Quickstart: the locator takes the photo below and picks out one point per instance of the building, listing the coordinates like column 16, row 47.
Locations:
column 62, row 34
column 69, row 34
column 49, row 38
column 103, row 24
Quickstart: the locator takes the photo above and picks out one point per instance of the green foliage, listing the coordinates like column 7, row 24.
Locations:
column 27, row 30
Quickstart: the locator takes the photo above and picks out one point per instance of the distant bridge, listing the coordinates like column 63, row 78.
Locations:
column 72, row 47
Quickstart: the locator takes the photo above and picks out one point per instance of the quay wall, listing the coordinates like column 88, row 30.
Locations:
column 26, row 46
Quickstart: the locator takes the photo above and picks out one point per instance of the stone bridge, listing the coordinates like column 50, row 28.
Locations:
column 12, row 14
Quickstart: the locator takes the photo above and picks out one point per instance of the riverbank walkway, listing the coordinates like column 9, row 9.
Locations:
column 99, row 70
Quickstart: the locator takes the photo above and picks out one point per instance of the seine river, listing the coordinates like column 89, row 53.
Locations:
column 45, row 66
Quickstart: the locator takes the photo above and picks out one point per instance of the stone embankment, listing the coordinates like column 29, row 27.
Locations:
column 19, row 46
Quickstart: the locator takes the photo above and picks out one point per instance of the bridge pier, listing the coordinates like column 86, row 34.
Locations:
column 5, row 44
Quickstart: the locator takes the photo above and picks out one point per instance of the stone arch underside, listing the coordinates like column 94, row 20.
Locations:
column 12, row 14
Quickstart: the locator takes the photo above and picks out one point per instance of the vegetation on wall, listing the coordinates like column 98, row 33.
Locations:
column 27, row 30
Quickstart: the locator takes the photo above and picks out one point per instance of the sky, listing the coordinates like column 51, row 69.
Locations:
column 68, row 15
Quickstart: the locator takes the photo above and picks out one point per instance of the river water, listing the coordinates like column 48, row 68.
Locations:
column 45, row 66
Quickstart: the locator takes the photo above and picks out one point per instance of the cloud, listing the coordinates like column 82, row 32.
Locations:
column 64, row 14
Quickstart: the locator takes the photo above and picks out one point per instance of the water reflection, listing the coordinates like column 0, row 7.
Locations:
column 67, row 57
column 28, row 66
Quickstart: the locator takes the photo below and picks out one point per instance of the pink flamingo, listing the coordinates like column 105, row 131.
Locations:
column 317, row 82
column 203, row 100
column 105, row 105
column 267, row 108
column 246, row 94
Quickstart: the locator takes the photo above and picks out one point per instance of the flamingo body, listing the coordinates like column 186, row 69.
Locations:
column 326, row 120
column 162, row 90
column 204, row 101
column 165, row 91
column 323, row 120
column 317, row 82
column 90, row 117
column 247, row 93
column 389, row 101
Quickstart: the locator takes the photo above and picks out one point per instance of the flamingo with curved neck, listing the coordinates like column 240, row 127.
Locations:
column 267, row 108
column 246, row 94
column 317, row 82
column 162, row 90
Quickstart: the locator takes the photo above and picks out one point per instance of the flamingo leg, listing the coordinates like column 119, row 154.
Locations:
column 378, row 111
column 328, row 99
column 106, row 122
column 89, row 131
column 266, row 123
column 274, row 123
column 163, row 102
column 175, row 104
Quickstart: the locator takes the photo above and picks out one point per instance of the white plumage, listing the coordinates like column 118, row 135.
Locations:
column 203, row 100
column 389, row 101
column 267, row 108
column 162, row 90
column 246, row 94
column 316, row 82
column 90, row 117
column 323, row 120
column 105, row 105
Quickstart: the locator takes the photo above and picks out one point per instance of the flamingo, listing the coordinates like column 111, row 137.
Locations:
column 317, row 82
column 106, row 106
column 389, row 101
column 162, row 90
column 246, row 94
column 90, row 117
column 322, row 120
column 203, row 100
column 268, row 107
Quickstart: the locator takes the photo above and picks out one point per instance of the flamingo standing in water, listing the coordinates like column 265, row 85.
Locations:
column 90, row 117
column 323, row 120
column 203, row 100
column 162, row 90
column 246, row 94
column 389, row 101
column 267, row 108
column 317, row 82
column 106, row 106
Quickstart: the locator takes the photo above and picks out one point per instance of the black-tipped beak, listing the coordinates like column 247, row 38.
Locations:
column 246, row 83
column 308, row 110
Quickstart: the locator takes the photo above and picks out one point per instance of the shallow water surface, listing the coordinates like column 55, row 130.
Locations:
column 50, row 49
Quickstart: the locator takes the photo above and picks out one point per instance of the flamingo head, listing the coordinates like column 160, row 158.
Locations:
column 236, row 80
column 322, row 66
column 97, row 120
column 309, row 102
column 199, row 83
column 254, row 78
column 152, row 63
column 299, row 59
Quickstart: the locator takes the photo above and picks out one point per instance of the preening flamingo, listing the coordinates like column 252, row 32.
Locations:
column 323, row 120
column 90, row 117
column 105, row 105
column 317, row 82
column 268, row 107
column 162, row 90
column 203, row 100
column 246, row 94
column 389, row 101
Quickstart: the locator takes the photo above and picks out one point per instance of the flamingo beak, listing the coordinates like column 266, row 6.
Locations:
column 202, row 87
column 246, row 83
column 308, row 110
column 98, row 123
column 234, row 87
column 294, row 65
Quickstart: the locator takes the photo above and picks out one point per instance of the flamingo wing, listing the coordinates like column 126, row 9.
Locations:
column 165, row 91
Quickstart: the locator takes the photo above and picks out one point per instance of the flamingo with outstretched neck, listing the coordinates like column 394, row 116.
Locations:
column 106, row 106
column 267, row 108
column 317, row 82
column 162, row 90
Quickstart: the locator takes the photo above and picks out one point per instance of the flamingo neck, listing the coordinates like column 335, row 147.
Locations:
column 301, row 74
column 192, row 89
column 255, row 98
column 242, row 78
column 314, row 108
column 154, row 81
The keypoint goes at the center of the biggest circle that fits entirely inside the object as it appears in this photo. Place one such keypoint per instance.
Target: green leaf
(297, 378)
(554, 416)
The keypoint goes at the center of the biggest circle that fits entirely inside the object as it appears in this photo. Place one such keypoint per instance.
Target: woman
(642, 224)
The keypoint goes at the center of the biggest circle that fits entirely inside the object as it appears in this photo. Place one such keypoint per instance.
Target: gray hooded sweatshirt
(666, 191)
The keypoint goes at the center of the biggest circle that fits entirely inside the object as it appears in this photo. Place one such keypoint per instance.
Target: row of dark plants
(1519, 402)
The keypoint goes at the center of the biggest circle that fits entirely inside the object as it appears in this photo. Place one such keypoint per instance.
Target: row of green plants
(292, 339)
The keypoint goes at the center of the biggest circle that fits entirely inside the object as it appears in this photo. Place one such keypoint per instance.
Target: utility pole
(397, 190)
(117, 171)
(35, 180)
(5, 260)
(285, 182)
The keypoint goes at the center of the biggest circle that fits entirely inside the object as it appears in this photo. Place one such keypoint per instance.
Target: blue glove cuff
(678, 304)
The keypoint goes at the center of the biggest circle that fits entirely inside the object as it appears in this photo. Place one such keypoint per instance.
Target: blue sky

▶ **YOUR TASK**
Copy the records. Each line should match exactly.

▶ **SOLUTION**
Quickstart: the locator takes the photo below and picks out one point per instance of the building, listing the coordinates like column 16, row 47.
Locations:
column 62, row 34
column 69, row 34
column 49, row 38
column 103, row 24
Quickstart: the locator takes the photo above and picks out one point per instance of the green foliage, listing the coordinates like column 7, row 24.
Locations:
column 27, row 30
Quickstart: the locator takes the photo above and picks out one point per instance of the distant bridge, listing the coordinates like column 63, row 78.
Locations:
column 72, row 47
Quickstart: the locator takes the photo above and picks out one point per instance of the quay wall, listing the coordinates like column 88, row 30.
Locations:
column 26, row 46
Quickstart: the locator takes the photo above and picks out one point per instance of the stone bridge, listing the coordinates like column 50, row 28.
Locations:
column 12, row 14
Quickstart: the locator takes the photo above and picks out one point per instance of the riverbank walkway, listing the coordinates like column 9, row 9.
Locations:
column 99, row 70
Quickstart: the locator takes the photo above and picks out one point per instance of the seine river, listing the coordinates like column 89, row 53.
Locations:
column 45, row 66
Quickstart: the locator takes the photo above and picks out one point per instance of the stone embankment, listing the coordinates like column 29, row 27.
Locations:
column 19, row 46
Quickstart: the locator takes the photo above and picks out one point per instance of the bridge pier, listing the coordinates like column 86, row 34.
Locations:
column 5, row 44
Quickstart: the locator takes the photo above and picks out one point per instance of the stone arch underside, listing the coordinates like column 94, row 20.
Locations:
column 12, row 14
Quickstart: the locator takes the photo above and picks out one point per instance of the vegetation on wall, listing the coordinates like column 98, row 33.
Locations:
column 27, row 30
Quickstart: the locator takes the photo above and picks out one point per instance of the sky, listing the coordinates like column 51, row 69.
Locations:
column 68, row 15
Quickstart: the locator takes the photo above and picks out one point per instance of the river water, listing the coordinates like column 48, row 68.
Locations:
column 45, row 66
Quickstart: the locator takes the photo above and picks out one point per instance of the cloud, listing the coordinates like column 82, row 32.
Locations:
column 64, row 14
Quickstart: the locator takes the photo above and picks out one point per instance of the water reflection, listing the coordinates like column 0, row 7.
Locations:
column 67, row 57
column 28, row 66
Quickstart: the locator takes the photo below and picks out one point per instance of the pink flamingo, listing the coordinates like column 105, row 131.
Locations:
column 317, row 82
column 203, row 100
column 105, row 105
column 267, row 108
column 246, row 94
Quickstart: the locator takes the photo above and picks out one point per instance of the flamingo body, listing the coordinates like column 186, row 69.
Locations:
column 326, row 120
column 162, row 90
column 204, row 101
column 165, row 91
column 323, row 120
column 317, row 82
column 90, row 117
column 247, row 93
column 389, row 101
Quickstart: the locator takes the photo above and picks out one point per instance of the flamingo with curved neck, listing the coordinates like column 240, row 127.
Locations:
column 267, row 108
column 246, row 94
column 317, row 82
column 162, row 90
Quickstart: the locator takes the photo above and picks out one point per instance of the flamingo leg, listing the coordinates like column 119, row 154.
Locations:
column 378, row 111
column 328, row 99
column 106, row 122
column 89, row 131
column 266, row 123
column 274, row 123
column 163, row 102
column 175, row 104
Quickstart: the locator takes the photo above and picks out one point per instance of the white plumage, listing the coordinates like column 118, row 135.
Locations:
column 203, row 100
column 389, row 101
column 267, row 108
column 162, row 90
column 246, row 94
column 316, row 82
column 90, row 117
column 323, row 120
column 105, row 105
Quickstart: the locator takes the photo above and picks out one point per instance of the flamingo, listing the coordinates like column 111, row 137.
Locations:
column 317, row 82
column 106, row 106
column 389, row 101
column 162, row 90
column 246, row 94
column 90, row 117
column 322, row 120
column 203, row 100
column 268, row 107
Quickstart: the locator takes the photo above and picks out one point per instance of the flamingo standing in water, listing the coordinates like column 265, row 85.
Locations:
column 90, row 117
column 323, row 120
column 203, row 100
column 162, row 90
column 246, row 94
column 389, row 101
column 267, row 108
column 317, row 82
column 106, row 106
Quickstart: the locator takes the photo above and picks out one point per instance of the black-tipped beak, listing the coordinates like column 247, row 38.
Locations:
column 246, row 83
column 308, row 110
Quickstart: the locator takes the photo above and picks out one point per instance of the shallow water surface, listing the coordinates like column 55, row 130.
Locations:
column 50, row 49
Quickstart: the locator takes the photo above and picks out one point per instance of the flamingo head, listing the coordinates like column 160, row 158.
Locations:
column 236, row 80
column 322, row 66
column 97, row 120
column 309, row 102
column 199, row 83
column 254, row 78
column 152, row 63
column 299, row 59
Quickstart: the locator takes the photo above and picks out one point per instance of the preening flamingo, listing the coordinates like column 252, row 32.
Locations:
column 323, row 120
column 90, row 117
column 105, row 105
column 317, row 82
column 268, row 107
column 162, row 90
column 203, row 100
column 246, row 94
column 389, row 101
Quickstart: the locator takes the photo above and picks out one point per instance of the flamingo beak, listing the coordinates like column 266, row 6.
Locations:
column 202, row 87
column 246, row 83
column 308, row 110
column 98, row 123
column 234, row 87
column 294, row 65
Quickstart: the locator takes the photo above and picks out one point per instance of the flamingo wing, listing the coordinates like column 126, row 9.
Locations:
column 165, row 91
Quickstart: the locator takes the photo above and picks out one point per instance of the flamingo with outstretched neck, listing the coordinates like column 394, row 116.
Locations:
column 106, row 106
column 267, row 108
column 317, row 82
column 162, row 90
Quickstart: the locator takes the photo above and picks out one point per instance of the flamingo neck, listing the coordinates like column 335, row 147.
Locations:
column 301, row 74
column 192, row 89
column 255, row 98
column 242, row 78
column 314, row 108
column 154, row 81
The keypoint goes at the center of the biggest circle that fits entirely inside the object as it appears in this photo. Place one such keypoint per instance.
Target: green leaf
(297, 378)
(554, 416)
The keypoint goes at the center of the biggest circle that fits entirely inside the object as it appears in this photo. Place one such keypoint per instance.
Target: woman
(642, 224)
The keypoint goes at the center of the biggest circle that fits entirely inside the object as it appears in this photo. Place one such keypoint per instance.
Target: gray hooded sweatshirt
(666, 191)
The keypoint goes at the center of the biggest circle that fits entirely inside the object as it appears in this photo. Place one such keypoint per instance.
Target: row of dark plants
(1519, 402)
The keypoint goes at the center of the biggest circle that fits entirely inside the object as it appears in this photo. Place one such keypoint per instance.
Target: row of green plants
(292, 339)
The keypoint goes at the center of the biggest circle that fits entirely inside the object as it appears in this photo. Place one such keypoint per instance.
Target: utility pole
(397, 190)
(117, 171)
(35, 180)
(5, 260)
(285, 182)
The keypoint goes at the center of the biggest circle that fits entirely inside the object as it appears in this photo. Place one such keypoint per instance.
Target: blue glove cuff
(678, 304)
The keypoint goes at the center of the biggest circle that fits entirely inside the object as it appears in this photo. Place one such keypoint per instance.
Target: blue sky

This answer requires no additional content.